> [TASK A] According to the article on Nigeria's COVID-19 testing, how many tests had the Nigeria Center for Disease Control carried out as at 17 April 2020?
> [TASK B] From the article on Nigeria's COVID-19 testing, set down word for word the passage that begins at the words "Mauritius, despite recording" and stops after the words "February 27, 2020.".

> [PAGE EXCERPT]

=== Section Start ===

Since the outbreak of Coronavirus in Nigeria, the government in conjunction with other stakeholders has been involved in ways to contain the virus and ensure the spread is reduced.
As a result, the government has made several moves including a major lockdown of the hardest-hit states of Lagos, Ogun and Federal Capital Territory.
While at this, the Nigerian Government has received several donations from both local and foreign bodies to help tackle the virus and cushion the effect of the pandemic on the people.
Part of the funding received by the country was channeled towards increasing the testing capability of the country as the health sector in its current abysmal state does not have the capacity to carry out mass testing.
54gene, African Genomics Research, Services, and Development Company, raised the sum of $500,000.
The money raised was to help increase COVID-19 testing capacity in the country by up to 1,000 additional tests daily.
In the same vein, Chinese billionaire, Jack Ma, among other things, donated 20,000 test kits to Nigeria.
Also, the United Nations donated 10,000 test kits while Samsung Heavy Industries Nigeria donated 5,000 test kits to the country.
However, despite receiving these equipment, the country still ranks low in Coronavirus testing in Africa.
As at 17th of April 2020, the Nigeria Center for Disease Control, the agency saddled with combating the virus in Nigeria revealed it has only carried out 7,153 tests.
According to data by Worldometer, Nigeria, when compared to other countries on the continent, has only done 35 tests per one million population.
In the same period, South Africa has done 100,827 tests while Ghana has tested 50,719 with Egypt 25,000 tests.
Mauritius, despite recording 324 cases with 108 recovered, has carried out 9,755 tests.
Similarly, Kenya with just 246 cases has tested 10,784 samples.
Interestingly, the index case for South Africa came a week after Nigeria announced its first case on February 27, 2020.
While South Africa recorded its first on March 5, 2020, Ghana recorded its index case two weeks after Nigeria on March 12.
From that period till now, South Africa and Ghana with lesser population, have approximately carried out 20 times and 10 times respectively, more tests than Nigeria has done.
This brings to the fore Nigeria’s lack of efficiency in attaining a full appraisal of the current reality.
As at April 17, Nigeria currently has 493 cases, 159 discharged and 17 deaths, this means 335 active cases.

=== Section End ===

> [INFORMATION SHOWN]
=== Section Start ===

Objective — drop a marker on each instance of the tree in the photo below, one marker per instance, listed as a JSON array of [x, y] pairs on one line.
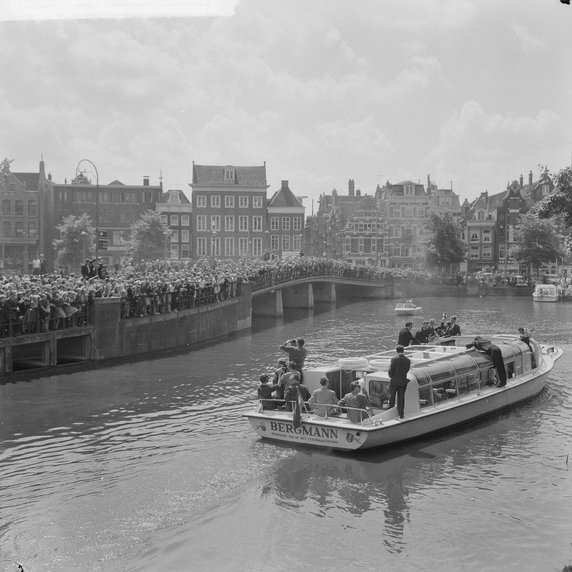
[[76, 242], [149, 238], [560, 201], [539, 242], [444, 245]]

=== Section End ===

> [EXPECTED ANSWER A] 7,153 tests.

> [EXPECTED ANSWER B]
Mauritius, despite recording 324 cases with 108 recovered, has carried out 9,755 tests.
Similarly, Kenya with just 246 cases has tested 10,784 samples.
Interestingly, the index case for South Africa came a week after Nigeria announced its first case on February 27, 2020.